Complete the following »
(A) In the Carraguard abstract, how many women were enrolled in the safety trial?
(B) Please render this sentence from the Carraguard abstract in Spanish: "Further studies to assess the role of cytokines in microbicide safety studies are warranted."

BEGIN Reading passage

No increase in cervicovaginal proinflammatory cytokines after carraguard use in a placebo-controlled randomized clinical trial
Bollen LJM, Blanchard K, Kilmarx PH, Chaikummao S, Connolly C, Wasinrapee P, Srivirojana N, Achalapong J, Tappero JW, McNicholl JM. No increase in cervicovaginal proinflammatory cytokines after carraguard use in a placebo-controlled randomized clinical trial. Journal of AIDS. 1 February 2008; 47(2): 253-257.
BACKGROUND: Assessment of cervicovaginal cytokine levels may be helpful to evaluate subclinical epithelial inflammation during safety evaluations of candidate microbicides.
METHODS: Fifty-five HIV-seronegative Thai women were enrolled in a safety trial of the candidate microbicide Carraguard and were randomized to use Carraguard or placebo gel before vaginal sex. Cervicovaginal lavages were collected at baseline and after 1 month of gel use; levels of interleukin (IL)-1beta, IL-6, IL-8, and secretory leukocyte protease inhibitor (SLPI) were measured using microwell plate-based enzyme immunoassays. Median levels were compared between the baseline and 1-month follow-up visits using paired t tests; the median change between groups was compared using Wilcoxon rank sum tests. Women were examined for the presence of genital findings; the association between genital findings and cytokine levels was studied.
RESULTS: No increase in levels of proinflammatory cytokines after use of Carraguard gel or placebo gel was observed during the study. The median change from the baseline to 1 month of follow-up was not significantly different between Carraguard and placebo groups (IL-1beta: -0.3 pg/mL vs. -3.93 pg/mL; P = 0.4, IL-6: -0.3 pg/mL vs. 0 pg/mL; P = 0.3, IL-8: -40.1 pg/mL vs. -53.2 pg/mL; P = 0.8, and SLPI: -26.5 pg/mL vs. 12.6 pg/mL; P = 0.07). Genital findings with intact epithelium were found in 16 (29%) women; these women tended to have somewhat higher IL-6 levels than those with normal epithelium (14.9 pg/mL vs. 8.8 pg/mL; P = 0.08).
CONCLUSION: We found no increase in proinflammatory cytokines after Carraguard and placebo gel use, suggesting that neither gel causes inflammation. Further studies to assess the role of cytokines in microbicide safety studies are warranted.

END Reading passage
BEGIN Information given

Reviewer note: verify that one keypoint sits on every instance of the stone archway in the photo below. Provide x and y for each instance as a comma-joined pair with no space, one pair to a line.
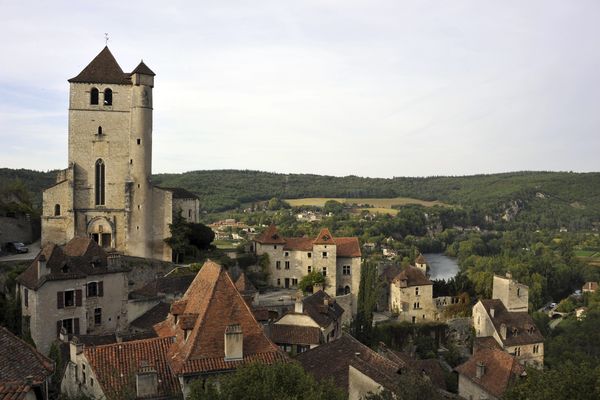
102,231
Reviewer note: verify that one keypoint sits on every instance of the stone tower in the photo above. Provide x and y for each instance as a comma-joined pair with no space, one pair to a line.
106,191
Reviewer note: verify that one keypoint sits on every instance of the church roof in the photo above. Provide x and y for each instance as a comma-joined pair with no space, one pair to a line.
142,69
103,69
212,303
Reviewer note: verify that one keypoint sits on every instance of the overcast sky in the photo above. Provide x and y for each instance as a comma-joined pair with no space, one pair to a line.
369,88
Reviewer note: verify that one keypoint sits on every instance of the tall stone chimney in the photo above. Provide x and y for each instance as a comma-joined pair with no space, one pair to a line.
234,342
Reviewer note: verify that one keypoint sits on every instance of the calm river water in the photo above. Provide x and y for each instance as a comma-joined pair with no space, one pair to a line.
441,266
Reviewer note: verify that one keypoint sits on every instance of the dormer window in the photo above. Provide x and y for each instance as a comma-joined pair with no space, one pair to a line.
94,96
107,97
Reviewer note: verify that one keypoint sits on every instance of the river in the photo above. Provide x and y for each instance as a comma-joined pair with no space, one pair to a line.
441,266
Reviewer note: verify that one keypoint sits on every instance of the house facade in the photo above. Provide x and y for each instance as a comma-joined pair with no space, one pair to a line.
290,259
74,289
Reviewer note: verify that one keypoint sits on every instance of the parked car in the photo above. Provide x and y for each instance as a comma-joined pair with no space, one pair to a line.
16,247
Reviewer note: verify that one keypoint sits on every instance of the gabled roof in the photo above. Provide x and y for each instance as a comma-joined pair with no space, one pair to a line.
323,314
80,257
142,69
520,328
270,236
19,360
411,276
103,69
215,303
115,365
500,369
333,359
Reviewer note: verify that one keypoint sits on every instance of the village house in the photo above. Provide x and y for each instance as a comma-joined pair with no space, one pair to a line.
209,331
106,191
352,366
25,373
488,373
76,288
290,259
316,319
505,318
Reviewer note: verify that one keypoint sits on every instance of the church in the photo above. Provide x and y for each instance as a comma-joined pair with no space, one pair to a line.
106,192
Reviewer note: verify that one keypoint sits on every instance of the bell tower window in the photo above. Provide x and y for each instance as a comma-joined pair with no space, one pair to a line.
107,97
94,96
100,182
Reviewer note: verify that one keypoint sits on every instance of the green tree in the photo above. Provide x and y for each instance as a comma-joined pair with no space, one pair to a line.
283,381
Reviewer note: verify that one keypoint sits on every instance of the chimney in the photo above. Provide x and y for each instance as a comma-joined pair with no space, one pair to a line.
479,370
42,266
146,381
234,342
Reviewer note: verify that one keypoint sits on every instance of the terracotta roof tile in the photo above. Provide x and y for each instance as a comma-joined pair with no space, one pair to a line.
333,359
500,369
19,360
115,365
294,334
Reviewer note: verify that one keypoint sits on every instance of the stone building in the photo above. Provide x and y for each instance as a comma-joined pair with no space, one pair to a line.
411,296
337,258
76,288
106,191
25,374
505,318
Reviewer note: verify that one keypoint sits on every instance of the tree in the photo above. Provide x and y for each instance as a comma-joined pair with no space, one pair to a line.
283,381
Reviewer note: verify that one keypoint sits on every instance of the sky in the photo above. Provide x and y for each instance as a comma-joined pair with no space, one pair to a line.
367,88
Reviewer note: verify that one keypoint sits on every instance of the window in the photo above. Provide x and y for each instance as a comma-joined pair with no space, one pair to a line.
107,97
94,96
97,316
100,182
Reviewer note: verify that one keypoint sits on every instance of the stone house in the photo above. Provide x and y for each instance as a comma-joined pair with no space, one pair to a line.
106,191
337,258
209,331
24,372
316,319
509,323
411,296
76,288
487,374
353,367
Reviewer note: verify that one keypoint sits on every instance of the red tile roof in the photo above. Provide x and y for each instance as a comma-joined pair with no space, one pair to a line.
19,360
115,365
218,304
500,369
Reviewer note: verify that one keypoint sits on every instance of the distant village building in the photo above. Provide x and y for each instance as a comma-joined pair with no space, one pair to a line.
24,372
210,331
106,191
506,320
337,258
76,288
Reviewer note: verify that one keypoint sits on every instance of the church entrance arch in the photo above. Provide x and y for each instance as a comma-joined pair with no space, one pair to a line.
102,231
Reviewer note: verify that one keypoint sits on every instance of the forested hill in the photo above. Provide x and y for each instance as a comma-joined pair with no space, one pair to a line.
225,189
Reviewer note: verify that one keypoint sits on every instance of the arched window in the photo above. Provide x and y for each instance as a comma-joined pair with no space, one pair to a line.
100,182
107,97
94,96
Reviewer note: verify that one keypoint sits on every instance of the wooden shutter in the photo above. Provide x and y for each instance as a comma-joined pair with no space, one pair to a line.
78,295
60,300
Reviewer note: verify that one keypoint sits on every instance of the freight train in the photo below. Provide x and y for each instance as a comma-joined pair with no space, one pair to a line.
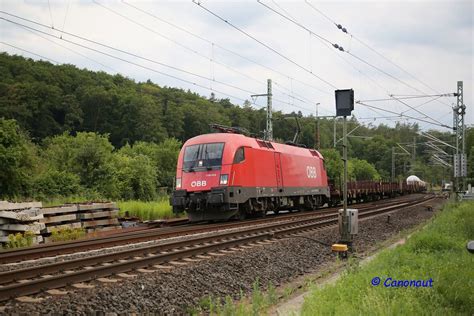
228,175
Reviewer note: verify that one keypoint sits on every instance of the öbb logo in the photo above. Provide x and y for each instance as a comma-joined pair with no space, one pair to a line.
198,183
311,172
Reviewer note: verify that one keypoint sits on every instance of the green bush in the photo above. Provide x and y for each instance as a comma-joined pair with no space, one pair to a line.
136,177
54,183
17,160
20,240
65,234
437,252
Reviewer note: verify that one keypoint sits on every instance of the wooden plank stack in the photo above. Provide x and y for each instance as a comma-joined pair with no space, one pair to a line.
93,217
20,218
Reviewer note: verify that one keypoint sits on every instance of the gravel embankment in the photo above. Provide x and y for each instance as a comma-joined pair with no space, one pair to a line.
90,253
176,291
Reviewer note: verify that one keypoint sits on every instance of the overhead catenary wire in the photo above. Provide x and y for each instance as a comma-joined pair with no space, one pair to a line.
226,49
123,52
344,30
212,59
340,48
71,50
30,52
264,44
404,115
127,61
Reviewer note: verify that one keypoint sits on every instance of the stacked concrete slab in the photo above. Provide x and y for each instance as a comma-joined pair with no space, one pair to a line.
23,217
20,218
93,217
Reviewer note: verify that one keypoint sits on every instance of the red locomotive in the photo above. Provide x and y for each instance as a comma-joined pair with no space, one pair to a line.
224,175
230,175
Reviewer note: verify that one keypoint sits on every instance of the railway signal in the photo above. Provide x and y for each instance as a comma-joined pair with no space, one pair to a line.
344,107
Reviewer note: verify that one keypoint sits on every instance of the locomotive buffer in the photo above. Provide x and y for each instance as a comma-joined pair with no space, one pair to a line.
348,218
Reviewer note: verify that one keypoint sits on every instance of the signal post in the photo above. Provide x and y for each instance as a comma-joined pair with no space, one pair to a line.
347,217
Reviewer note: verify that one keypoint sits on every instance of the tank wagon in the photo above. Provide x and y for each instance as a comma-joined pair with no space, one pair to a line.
225,175
221,176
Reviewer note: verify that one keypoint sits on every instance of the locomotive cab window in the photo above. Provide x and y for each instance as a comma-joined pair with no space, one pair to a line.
239,155
203,156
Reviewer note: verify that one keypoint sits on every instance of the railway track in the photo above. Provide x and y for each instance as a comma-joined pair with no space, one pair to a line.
56,275
54,249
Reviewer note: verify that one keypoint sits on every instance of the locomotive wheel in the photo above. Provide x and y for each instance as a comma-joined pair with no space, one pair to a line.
241,215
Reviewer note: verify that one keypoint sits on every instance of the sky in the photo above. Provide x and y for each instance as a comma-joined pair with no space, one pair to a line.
392,50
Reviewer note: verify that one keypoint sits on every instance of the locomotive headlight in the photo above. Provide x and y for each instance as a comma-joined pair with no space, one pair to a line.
224,179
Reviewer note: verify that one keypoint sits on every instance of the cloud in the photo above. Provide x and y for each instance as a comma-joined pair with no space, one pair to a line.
431,40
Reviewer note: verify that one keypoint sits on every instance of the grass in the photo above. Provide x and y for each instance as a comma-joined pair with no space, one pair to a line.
256,304
57,201
437,252
65,234
152,210
19,240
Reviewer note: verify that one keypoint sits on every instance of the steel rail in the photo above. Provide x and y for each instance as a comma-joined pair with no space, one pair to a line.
54,249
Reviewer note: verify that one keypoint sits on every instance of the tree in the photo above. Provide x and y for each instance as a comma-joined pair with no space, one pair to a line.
17,156
87,155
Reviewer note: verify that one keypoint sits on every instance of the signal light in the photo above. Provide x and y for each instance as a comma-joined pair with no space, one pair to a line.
224,179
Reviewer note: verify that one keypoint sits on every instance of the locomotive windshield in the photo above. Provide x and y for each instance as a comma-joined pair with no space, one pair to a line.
203,156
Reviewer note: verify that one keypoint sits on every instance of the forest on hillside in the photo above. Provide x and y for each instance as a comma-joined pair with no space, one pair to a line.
68,131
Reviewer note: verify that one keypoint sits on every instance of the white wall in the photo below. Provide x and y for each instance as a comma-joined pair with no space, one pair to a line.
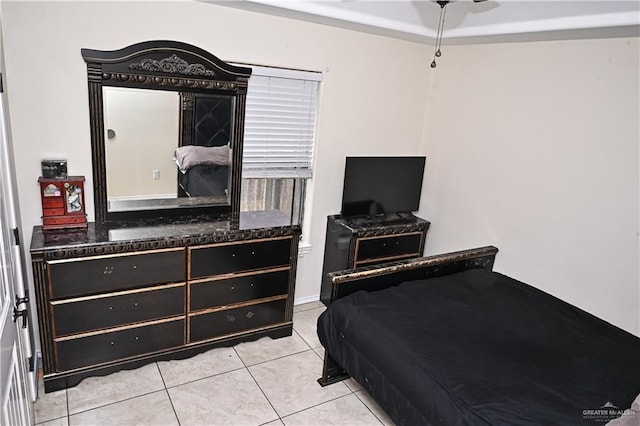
146,133
373,94
534,148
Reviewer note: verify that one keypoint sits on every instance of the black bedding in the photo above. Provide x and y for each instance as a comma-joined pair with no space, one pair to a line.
478,347
204,181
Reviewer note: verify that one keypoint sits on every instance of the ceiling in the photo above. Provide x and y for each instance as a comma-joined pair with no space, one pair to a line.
466,21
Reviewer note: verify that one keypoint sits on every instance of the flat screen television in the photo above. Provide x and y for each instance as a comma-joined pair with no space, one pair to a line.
379,186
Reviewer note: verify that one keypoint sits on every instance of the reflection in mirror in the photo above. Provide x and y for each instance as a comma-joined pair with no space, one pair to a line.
141,135
150,103
146,168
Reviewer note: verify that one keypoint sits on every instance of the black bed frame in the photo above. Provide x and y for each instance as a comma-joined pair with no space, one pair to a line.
378,277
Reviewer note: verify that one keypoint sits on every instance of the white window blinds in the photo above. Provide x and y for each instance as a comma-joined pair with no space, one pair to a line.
280,122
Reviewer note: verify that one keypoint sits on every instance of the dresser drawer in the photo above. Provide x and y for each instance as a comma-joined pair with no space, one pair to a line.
124,343
372,248
237,257
222,292
92,275
98,312
229,321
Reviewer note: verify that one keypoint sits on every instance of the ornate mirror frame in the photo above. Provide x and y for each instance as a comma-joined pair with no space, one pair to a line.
169,66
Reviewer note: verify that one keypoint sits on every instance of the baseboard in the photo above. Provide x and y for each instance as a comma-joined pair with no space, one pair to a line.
308,299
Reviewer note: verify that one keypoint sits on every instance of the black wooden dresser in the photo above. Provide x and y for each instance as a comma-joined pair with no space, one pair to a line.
118,298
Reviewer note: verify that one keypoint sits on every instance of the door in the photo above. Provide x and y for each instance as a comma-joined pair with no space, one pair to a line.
16,380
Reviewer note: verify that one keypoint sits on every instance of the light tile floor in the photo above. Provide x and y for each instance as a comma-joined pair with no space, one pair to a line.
266,382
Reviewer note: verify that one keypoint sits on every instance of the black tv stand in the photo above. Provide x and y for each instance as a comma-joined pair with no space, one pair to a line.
383,219
363,241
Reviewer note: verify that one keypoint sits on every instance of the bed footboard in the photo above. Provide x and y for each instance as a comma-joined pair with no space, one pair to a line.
378,277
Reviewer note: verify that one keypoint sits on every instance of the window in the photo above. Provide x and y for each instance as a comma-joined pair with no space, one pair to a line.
280,123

END Information given

Answers below »
(A) Fifty-five HIV-seronegative Thai women.

(B) Se justifican más estudios para evaluar el papel de las citocinas en los estudios de seguridad de microbicidas.